EXCERPTED PASSAGE →
----
Measurement made it real
Staging changes and measuring after each one let the team attribute improvement to specific moves and catch the over-abstention regression early. For the mistakes they narrowly avoided, see 7 Prompting Habits That Make AI Fabricate More, Not Less, and to lock the result into a repeatable routine, see The Pre-Ship Checklist for Keeping AI Answers Grounded.
Honesty beat coverage
The final system answered fewer questions but misled almost none. The team learned that a lower deflection rate with trustworthy answers outperformed a higher one built on confident fabrication.
How the Team Measured Success
The improvement was only believable because the team measured it, and the way they measured shaped what they built.
Building the test set from real tickets
Rather than invent test questions, the team pulled real customer questions from past tickets, including many the help center did not cover. Those uncovered questions became the heart of the test set, because they were exactly the cases that triggered fabrication. Each prompt change was scored against the same set, so improvement was attributable rather than anecdotal.
Scoring grounding, not just correctness
The team scored each answer on whether it was actually supported by the cited article, not merely whether it happened to be right. An answer that was correct but ungrounded was treated as a near miss, because it would fail on the next similar question. This focus on grounding caught fragile answers that a correctness-only score would have passed.
Watching the two failure modes together
They tracked fabrication and unnecessary abstention side by side, on one dashboard. Watching both at once was what let them catch the over-abstention regression early, before customers noticed the assistant had become unhelpfully cautious. Optimizing one number in isolation would have hidden the cost showing up in the other.
Frequently Asked Questions
Why did the team consider a model upgrade first?
Because fabrication is widely assumed to be a measure of model intelligence, so a smarter model feels like the natural fix. The closer look revealed the prompt supplied no source material and no abstention option, meaning even a better model would have kept guessing from memory. The cause was structural, not capability.
----
RECORDS SHOWN →
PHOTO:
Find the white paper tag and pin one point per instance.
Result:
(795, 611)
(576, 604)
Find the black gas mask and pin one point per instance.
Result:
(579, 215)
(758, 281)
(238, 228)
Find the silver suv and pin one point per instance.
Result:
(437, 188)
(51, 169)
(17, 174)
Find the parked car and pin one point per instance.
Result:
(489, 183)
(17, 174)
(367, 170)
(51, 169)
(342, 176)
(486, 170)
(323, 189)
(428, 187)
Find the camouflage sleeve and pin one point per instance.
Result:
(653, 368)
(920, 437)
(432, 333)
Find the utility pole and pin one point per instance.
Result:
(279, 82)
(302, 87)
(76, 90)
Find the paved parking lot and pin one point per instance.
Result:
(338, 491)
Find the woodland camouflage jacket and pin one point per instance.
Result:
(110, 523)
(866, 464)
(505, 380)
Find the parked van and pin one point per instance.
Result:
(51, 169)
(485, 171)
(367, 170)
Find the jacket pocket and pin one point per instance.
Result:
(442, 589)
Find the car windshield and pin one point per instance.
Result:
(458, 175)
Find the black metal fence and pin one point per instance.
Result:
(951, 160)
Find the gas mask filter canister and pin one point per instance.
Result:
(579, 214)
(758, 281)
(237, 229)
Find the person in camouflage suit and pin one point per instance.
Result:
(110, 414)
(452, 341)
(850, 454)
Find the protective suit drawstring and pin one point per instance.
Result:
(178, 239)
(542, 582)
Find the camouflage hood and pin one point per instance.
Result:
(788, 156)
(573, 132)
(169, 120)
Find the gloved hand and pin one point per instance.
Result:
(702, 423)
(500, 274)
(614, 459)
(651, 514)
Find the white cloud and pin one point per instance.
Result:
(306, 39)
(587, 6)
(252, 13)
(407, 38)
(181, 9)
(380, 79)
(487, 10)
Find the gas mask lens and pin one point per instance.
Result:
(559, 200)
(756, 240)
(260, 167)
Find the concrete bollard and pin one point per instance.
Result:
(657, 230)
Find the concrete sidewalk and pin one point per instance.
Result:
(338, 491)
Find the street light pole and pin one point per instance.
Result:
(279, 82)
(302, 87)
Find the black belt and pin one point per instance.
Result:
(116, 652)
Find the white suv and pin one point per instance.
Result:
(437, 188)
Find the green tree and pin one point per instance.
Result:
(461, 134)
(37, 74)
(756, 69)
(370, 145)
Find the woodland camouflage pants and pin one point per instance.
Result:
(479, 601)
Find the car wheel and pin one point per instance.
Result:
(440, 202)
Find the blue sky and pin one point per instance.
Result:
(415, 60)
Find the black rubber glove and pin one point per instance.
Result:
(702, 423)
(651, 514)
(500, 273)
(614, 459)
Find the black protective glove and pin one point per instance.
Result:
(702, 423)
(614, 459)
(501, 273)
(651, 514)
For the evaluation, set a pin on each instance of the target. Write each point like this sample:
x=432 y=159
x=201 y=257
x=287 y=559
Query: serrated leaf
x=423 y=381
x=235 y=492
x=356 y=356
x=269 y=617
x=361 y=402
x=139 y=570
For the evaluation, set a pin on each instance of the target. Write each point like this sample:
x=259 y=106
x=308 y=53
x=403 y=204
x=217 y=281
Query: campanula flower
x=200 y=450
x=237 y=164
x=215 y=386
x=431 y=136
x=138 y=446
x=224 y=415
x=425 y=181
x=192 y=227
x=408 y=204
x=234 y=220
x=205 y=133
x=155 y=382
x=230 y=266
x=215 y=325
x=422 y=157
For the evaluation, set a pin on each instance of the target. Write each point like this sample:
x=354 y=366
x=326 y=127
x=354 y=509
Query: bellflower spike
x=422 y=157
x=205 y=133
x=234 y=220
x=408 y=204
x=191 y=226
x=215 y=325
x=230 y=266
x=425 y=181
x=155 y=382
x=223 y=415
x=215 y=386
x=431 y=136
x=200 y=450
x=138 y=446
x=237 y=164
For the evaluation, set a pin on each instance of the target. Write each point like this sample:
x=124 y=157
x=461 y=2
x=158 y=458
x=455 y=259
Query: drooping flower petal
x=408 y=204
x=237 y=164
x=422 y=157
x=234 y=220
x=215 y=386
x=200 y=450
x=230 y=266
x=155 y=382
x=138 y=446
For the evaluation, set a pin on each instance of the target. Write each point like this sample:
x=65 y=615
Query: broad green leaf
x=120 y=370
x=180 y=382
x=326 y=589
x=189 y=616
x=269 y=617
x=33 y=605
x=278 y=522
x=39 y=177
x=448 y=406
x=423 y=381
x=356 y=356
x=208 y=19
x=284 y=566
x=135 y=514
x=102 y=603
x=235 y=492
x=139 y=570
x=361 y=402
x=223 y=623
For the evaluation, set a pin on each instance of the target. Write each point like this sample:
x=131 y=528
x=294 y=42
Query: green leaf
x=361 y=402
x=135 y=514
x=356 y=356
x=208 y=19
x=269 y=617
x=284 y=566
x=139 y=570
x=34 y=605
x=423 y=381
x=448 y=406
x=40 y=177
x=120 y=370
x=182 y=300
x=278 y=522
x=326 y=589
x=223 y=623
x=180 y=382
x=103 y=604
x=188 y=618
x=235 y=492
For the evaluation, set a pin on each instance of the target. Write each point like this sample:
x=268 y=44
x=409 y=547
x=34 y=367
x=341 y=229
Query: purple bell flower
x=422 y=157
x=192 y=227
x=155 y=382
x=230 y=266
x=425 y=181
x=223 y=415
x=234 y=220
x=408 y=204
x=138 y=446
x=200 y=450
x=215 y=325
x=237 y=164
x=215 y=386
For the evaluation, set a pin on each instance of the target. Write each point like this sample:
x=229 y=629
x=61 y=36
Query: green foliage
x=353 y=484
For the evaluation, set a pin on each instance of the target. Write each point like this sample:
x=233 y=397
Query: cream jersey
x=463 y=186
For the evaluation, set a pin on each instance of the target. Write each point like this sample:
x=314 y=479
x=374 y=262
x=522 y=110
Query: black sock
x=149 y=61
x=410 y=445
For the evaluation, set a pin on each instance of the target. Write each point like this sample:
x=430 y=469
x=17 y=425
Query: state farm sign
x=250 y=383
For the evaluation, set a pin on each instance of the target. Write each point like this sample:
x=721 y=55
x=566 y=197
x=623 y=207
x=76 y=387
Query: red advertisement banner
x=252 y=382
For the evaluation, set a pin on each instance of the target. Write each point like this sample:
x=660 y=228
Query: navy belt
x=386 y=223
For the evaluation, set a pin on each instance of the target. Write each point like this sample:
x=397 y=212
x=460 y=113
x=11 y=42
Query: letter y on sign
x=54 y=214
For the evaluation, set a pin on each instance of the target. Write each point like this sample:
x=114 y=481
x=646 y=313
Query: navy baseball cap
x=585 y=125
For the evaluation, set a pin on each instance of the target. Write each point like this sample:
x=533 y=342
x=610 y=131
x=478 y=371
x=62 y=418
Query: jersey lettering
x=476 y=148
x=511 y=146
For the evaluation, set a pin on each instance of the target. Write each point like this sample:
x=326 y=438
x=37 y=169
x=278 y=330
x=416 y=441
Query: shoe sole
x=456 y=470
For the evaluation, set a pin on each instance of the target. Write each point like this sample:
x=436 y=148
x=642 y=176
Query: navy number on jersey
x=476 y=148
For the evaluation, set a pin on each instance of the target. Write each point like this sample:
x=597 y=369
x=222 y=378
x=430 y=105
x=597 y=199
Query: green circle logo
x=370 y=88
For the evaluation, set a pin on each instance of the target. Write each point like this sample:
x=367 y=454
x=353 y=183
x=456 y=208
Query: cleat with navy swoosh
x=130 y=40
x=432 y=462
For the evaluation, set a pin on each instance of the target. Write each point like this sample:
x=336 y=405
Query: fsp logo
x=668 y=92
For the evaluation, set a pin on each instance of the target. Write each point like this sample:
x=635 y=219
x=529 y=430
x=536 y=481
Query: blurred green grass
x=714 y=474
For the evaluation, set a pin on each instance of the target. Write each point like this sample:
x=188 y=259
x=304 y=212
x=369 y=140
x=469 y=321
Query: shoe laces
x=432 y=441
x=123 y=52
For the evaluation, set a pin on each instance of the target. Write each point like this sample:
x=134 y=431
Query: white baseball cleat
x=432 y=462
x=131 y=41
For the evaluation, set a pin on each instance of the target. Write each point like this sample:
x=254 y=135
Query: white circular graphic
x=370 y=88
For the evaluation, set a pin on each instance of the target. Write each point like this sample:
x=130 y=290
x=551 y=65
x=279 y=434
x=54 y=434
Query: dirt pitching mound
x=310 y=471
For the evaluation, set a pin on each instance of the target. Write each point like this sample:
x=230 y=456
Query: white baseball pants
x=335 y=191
----
REQUIRED ACTIONS →
**a.** In the excerpt on grounding AI answers, how did the team treat an answer that was correct but not supported by the cited article?
**b.** Extend the excerpt on grounding AI answers, picking up right after its final sentence.

EXERCISE RESULTS →
**a.** As a near miss.

**b.**
Did grounding alone solve the problem?
Mostly for covered topics, but not entirely. Grounding stopped invented features where articles existed, but gaps in the documentation still produced guesses until the abstention clause was added. The two changes together, not grounding alone, brought fabrication under control.
Why was lower deflection an acceptable trade?
Because a confident wrong answer generated a follow-up ticket and eroded trust, making it more costly than an honest hand-off. Deflecting fewer tickets while misleading almost none netted out better for both customer satisfaction and total support load.
How did the team handle over-abstention?
They treated it as a separate, opposite problem: the assistant declining questions the articles actually answered. Tuning the abstention clause and improving which articles were retrieved brought it back into balance. The goal became calibration, not maximum caution.
What would they do differently next time?
Start with grounding and abstention from day one rather than launching on a memory-only prompt, and build the measurement set—including unanswerable questions—before going live. Most of the pain came from diagnosing in production what a small upfront test set would have revealed.
Key Takeaways
- The team's confident wrong answers traced to a prompt with no supplied source material and no permission to abstain, not to model limitations.
- Grounding the assistant in help-center articles cut invented features, and an abstention clause converted remaining guesses into honest hand-offs.
- Evidence requirements and a verification pass handled the subtler errors on sensitive topics like billing and policy.
- The trade was lower deflection for far more trustworthy answers, which the team judged a clear net win.
- Staging changes with measurement after each one made improvement attributable and caught an over-abstention regression early.